_DIRECTIONS_. Please set out every line of the material below as a numbered list, skipping any blank lines. Leave the pictures out.

_PROVIDED MATERIAL_.

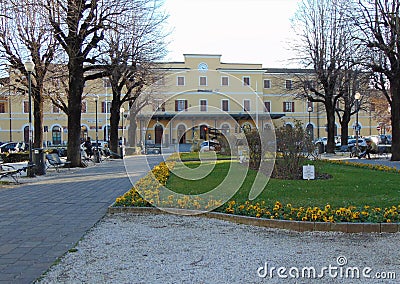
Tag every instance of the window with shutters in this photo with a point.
(2, 107)
(246, 105)
(224, 81)
(267, 84)
(180, 105)
(181, 81)
(267, 106)
(106, 107)
(203, 105)
(225, 105)
(203, 81)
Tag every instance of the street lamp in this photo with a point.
(30, 67)
(357, 96)
(96, 155)
(122, 110)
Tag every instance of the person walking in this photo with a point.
(372, 148)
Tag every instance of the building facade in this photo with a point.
(194, 95)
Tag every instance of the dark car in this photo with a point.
(8, 147)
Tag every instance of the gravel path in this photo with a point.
(144, 248)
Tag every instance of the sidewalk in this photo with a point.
(41, 220)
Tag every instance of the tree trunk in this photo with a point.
(76, 84)
(344, 134)
(132, 132)
(37, 119)
(330, 117)
(114, 123)
(395, 109)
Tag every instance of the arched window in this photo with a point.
(83, 132)
(225, 129)
(56, 135)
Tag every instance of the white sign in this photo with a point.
(308, 172)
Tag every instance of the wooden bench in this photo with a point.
(11, 171)
(55, 161)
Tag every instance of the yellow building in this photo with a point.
(197, 94)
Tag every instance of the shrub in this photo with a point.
(293, 144)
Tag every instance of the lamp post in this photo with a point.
(357, 96)
(309, 109)
(29, 67)
(122, 110)
(96, 155)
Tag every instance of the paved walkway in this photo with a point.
(385, 161)
(42, 220)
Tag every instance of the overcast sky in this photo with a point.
(242, 31)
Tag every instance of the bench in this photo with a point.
(55, 161)
(11, 171)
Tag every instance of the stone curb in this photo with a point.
(299, 226)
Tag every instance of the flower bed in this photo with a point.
(146, 193)
(315, 214)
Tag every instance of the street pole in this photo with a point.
(122, 110)
(29, 67)
(357, 96)
(97, 156)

_FULL ANSWER_.
1. Tag every instance of the window with shutters in this photo with a point.
2. (2, 107)
3. (246, 105)
4. (224, 81)
5. (267, 84)
6. (180, 105)
7. (181, 81)
8. (267, 106)
9. (106, 107)
10. (203, 105)
11. (225, 105)
12. (203, 81)
13. Tag every instance of the street lamp in this photo with a point.
14. (30, 67)
15. (357, 96)
16. (96, 155)
17. (122, 110)
18. Tag every instance of the person walking in this photo with a point.
19. (372, 148)
20. Tag every instance of the building facade in this photo with a point.
21. (194, 95)
22. Tag every instance of the dark car in this photo with a point.
23. (8, 147)
24. Tag every instance of the gravel path in this photo with a point.
25. (144, 248)
26. Tag every instance of the sidewalk in this photo with a point.
27. (41, 220)
28. Tag every instance of the tree trunk in this photo with a point.
29. (76, 84)
30. (344, 134)
31. (132, 132)
32. (37, 119)
33. (330, 117)
34. (114, 123)
35. (395, 109)
36. Tag every instance of the arched window in this photo with a point.
37. (83, 132)
38. (225, 129)
39. (56, 135)
40. Tag every instance of the white sign in this photo with a point.
41. (308, 172)
42. Tag every instance of the wooden bench in this photo with a point.
43. (11, 171)
44. (55, 161)
45. Tag every instance of the yellow building in this photo with a point.
46. (197, 94)
47. Tag every instance of the shrub in this photo with a point.
48. (293, 144)
49. Tag every instance of the lamp post in this photo with a point.
50. (357, 96)
51. (309, 109)
52. (29, 67)
53. (122, 110)
54. (96, 155)
55. Tag every instance of the paved walkway in this photo with a point.
56. (385, 161)
57. (42, 220)
58. Tag every instance of the overcast sky in this photo with a point.
59. (242, 31)
60. Tag every instance of the bench in this photo with a point.
61. (55, 161)
62. (11, 171)
63. Tag every instance of the stone curb in this photo with a point.
64. (299, 226)
65. Tag every instance of the flower bed in this photo with a point.
66. (146, 193)
67. (315, 214)
68. Tag every instance of the street pole in this photo with a point.
69. (122, 110)
70. (29, 67)
71. (357, 96)
72. (97, 156)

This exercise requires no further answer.